--- Work to be completed ---
Each line of the records below that holds "sunglasses" should be returned.

(Referring expression data)
******************************

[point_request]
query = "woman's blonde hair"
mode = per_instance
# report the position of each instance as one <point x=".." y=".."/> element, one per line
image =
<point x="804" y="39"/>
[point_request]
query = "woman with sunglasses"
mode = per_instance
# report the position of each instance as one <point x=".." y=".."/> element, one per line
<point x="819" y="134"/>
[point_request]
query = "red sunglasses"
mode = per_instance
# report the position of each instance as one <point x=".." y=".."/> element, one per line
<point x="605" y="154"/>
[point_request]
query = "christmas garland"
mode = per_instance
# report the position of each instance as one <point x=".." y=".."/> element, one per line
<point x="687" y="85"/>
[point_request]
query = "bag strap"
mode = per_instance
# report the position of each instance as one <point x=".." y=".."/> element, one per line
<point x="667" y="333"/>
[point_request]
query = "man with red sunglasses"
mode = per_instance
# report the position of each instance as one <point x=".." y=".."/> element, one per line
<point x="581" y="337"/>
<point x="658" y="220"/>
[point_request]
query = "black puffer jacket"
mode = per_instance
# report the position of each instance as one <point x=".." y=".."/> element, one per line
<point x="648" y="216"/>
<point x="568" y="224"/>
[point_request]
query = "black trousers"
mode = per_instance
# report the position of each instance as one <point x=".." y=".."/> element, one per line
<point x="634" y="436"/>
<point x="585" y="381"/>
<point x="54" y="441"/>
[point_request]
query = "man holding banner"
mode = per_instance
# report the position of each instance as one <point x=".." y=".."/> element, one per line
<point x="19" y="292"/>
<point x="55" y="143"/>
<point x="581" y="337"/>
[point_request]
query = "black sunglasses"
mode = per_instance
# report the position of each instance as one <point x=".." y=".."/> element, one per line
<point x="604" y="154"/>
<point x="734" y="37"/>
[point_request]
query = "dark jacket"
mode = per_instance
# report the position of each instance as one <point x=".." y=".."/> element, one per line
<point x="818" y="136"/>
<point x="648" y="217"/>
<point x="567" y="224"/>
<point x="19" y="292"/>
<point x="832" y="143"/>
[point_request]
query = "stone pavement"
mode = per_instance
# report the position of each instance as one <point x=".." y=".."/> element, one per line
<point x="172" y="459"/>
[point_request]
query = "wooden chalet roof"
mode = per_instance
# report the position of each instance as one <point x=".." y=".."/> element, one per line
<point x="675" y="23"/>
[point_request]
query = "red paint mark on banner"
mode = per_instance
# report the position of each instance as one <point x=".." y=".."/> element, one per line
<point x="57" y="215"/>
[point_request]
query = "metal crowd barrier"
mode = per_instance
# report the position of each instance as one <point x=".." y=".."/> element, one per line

******************************

--- Task result ---
query = "woman with sunglasses"
query = "red sunglasses"
query = "man with red sunglasses"
query = "black sunglasses"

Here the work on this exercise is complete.